Exercise prompt
Search the listing for the word "water". Copy every line where it is found.

%%

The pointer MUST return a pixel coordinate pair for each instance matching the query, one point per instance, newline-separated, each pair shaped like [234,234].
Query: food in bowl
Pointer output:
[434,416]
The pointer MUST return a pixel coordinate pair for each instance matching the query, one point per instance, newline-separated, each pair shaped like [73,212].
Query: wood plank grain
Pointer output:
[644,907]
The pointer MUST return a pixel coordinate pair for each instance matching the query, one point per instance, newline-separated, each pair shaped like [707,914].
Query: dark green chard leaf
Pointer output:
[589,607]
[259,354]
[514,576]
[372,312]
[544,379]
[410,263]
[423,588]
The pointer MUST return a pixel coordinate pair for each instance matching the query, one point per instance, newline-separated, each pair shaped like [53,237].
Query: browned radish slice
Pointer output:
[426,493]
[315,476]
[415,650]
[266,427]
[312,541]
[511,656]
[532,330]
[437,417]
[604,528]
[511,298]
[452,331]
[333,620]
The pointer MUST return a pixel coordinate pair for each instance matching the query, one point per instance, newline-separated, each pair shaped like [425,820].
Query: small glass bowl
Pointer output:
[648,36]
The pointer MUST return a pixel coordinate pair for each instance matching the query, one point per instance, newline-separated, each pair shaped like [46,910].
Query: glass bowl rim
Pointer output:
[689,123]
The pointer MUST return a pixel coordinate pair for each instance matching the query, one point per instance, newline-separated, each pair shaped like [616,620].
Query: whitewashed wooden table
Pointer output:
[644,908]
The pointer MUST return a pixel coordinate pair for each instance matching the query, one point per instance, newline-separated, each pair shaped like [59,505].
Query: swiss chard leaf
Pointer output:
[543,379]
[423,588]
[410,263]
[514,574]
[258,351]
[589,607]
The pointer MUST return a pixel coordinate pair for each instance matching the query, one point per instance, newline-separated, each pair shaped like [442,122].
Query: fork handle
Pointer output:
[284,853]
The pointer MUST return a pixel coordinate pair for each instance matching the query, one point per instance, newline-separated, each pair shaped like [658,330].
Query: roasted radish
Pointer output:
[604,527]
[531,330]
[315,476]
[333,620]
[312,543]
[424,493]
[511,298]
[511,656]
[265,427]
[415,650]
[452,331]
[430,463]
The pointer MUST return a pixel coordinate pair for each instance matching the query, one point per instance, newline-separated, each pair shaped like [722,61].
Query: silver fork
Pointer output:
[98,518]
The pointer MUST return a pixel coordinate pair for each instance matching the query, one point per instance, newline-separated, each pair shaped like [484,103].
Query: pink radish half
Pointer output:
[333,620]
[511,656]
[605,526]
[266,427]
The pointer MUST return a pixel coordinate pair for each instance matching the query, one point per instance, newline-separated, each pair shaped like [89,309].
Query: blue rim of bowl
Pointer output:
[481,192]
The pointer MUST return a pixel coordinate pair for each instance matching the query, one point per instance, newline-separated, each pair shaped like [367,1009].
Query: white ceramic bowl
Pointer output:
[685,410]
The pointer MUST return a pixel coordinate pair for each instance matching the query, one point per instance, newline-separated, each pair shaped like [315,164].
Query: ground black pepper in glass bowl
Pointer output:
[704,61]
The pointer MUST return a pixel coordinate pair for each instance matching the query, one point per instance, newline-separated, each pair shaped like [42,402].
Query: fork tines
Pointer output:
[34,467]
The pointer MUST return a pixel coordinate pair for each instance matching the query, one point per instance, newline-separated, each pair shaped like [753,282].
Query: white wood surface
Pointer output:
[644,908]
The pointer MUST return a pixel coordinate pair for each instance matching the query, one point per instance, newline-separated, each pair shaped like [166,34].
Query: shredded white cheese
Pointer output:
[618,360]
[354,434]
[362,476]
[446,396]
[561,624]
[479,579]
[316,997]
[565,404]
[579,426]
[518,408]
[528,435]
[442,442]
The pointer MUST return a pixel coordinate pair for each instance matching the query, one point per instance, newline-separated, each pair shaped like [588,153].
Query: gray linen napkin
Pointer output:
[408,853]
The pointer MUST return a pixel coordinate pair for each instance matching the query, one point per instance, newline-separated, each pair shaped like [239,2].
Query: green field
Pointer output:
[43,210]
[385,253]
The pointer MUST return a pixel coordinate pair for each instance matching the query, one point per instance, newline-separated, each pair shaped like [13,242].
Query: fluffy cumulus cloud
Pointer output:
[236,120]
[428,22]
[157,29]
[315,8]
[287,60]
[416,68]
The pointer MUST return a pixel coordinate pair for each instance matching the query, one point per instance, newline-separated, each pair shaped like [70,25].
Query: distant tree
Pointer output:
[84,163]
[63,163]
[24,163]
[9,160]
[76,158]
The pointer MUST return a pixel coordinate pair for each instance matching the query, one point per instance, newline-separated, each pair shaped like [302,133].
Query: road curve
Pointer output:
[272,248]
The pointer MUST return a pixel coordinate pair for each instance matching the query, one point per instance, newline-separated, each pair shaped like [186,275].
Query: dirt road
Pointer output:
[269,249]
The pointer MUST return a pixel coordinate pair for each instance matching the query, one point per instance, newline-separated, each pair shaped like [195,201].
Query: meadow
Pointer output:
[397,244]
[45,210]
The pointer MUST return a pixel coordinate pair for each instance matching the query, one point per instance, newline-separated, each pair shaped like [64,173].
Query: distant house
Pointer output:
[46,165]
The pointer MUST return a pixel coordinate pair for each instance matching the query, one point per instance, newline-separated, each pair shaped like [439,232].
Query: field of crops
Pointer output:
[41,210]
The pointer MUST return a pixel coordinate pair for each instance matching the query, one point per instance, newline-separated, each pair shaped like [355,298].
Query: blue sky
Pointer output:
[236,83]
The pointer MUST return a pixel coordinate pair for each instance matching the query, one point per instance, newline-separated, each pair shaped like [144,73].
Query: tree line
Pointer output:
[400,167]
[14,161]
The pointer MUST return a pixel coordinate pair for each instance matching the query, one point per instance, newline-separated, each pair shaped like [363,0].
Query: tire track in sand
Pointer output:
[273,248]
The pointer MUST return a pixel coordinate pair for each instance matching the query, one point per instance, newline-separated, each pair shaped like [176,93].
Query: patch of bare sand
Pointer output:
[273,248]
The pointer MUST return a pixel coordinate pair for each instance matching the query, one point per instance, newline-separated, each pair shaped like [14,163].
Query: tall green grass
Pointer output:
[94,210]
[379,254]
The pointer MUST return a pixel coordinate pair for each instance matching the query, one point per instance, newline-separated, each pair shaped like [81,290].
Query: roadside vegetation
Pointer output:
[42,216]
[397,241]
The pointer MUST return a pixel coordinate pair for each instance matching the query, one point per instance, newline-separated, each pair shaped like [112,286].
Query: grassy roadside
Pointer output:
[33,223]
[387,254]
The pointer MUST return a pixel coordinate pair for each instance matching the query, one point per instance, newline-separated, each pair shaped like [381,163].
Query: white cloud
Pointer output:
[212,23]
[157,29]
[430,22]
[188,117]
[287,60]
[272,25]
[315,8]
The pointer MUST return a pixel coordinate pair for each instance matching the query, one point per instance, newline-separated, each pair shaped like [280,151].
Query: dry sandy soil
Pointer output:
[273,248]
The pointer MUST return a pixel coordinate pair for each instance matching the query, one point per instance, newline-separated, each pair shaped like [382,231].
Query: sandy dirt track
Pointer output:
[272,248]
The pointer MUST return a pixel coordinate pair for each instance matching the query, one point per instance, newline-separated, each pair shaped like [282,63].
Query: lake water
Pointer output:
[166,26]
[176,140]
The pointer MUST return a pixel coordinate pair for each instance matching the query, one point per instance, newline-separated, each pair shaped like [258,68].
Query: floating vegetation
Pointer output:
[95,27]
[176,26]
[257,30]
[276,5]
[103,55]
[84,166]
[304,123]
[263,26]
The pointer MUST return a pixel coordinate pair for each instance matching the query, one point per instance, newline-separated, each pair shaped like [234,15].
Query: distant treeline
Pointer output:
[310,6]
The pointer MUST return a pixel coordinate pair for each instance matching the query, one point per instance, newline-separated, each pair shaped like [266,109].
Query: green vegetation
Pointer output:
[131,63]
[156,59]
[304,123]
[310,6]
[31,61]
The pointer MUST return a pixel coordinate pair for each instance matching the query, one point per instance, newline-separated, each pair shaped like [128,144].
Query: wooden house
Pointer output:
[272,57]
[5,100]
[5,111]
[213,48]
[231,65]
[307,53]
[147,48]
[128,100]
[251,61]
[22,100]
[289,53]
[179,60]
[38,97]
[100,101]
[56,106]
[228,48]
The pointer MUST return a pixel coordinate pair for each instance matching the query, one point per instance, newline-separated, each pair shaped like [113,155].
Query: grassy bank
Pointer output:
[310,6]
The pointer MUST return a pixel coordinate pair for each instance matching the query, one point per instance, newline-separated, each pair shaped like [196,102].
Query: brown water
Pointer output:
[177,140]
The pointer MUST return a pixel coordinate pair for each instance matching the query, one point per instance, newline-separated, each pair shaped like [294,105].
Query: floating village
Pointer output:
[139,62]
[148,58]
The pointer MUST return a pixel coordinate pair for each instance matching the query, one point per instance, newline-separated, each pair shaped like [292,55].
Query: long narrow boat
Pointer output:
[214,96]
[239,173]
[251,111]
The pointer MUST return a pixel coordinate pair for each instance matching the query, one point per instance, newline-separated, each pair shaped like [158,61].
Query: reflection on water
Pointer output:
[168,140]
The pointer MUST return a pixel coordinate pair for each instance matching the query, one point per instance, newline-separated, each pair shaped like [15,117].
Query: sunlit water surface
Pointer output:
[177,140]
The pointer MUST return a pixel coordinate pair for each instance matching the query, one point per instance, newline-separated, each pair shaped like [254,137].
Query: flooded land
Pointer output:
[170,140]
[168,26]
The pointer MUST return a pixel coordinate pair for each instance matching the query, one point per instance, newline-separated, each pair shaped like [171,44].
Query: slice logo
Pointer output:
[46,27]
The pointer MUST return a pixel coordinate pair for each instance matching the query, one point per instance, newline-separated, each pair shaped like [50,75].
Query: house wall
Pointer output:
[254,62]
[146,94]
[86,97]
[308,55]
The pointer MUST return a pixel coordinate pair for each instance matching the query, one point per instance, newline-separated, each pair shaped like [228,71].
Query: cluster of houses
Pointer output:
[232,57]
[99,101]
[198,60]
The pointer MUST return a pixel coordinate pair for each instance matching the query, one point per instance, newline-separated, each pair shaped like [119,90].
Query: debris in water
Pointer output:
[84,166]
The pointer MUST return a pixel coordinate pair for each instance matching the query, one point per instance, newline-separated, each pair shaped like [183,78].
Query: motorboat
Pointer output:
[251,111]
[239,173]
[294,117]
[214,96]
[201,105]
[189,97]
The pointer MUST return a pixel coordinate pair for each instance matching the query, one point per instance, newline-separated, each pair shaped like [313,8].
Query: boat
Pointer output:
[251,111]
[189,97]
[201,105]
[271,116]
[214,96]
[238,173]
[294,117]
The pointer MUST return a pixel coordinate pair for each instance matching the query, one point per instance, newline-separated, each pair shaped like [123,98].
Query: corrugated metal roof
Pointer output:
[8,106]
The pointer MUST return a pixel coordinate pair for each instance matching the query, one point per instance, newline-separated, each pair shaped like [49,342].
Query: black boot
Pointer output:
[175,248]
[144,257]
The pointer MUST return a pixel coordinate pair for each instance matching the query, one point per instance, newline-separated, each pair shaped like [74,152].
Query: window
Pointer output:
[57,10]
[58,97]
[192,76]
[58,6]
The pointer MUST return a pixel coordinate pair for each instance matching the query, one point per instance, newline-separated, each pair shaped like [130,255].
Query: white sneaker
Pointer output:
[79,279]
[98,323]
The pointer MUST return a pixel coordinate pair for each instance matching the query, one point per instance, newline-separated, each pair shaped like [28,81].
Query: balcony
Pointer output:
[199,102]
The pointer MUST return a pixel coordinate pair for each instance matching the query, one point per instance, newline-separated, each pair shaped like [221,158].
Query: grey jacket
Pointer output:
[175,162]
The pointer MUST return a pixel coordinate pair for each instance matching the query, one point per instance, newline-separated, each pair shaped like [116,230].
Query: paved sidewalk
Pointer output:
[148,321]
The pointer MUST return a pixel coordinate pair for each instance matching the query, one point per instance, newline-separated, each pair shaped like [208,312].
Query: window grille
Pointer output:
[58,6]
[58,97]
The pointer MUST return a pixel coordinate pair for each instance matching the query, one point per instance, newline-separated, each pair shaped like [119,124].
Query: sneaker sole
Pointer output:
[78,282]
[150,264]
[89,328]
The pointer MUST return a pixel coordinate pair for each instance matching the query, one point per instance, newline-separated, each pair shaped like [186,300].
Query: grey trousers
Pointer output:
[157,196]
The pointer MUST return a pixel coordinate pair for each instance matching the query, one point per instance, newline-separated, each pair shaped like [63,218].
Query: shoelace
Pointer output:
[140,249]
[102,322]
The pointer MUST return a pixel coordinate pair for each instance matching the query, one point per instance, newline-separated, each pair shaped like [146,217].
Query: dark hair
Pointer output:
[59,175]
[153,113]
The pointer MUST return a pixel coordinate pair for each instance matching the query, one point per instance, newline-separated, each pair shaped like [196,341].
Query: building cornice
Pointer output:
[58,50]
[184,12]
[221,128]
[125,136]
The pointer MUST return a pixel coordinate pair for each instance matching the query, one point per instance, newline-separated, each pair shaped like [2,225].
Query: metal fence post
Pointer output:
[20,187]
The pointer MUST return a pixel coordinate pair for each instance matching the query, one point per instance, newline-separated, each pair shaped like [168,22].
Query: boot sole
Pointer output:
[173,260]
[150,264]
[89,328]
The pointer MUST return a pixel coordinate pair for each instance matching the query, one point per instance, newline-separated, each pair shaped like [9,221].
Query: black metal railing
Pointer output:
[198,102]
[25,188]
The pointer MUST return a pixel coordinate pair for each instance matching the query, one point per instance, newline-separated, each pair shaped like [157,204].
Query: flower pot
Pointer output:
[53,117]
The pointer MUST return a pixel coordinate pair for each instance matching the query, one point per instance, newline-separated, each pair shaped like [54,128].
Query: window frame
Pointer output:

%%

Answer to this task
Query: lake water
Query: brown water
Query: reflection on water
Query: sunlit water surface
Query: debris in water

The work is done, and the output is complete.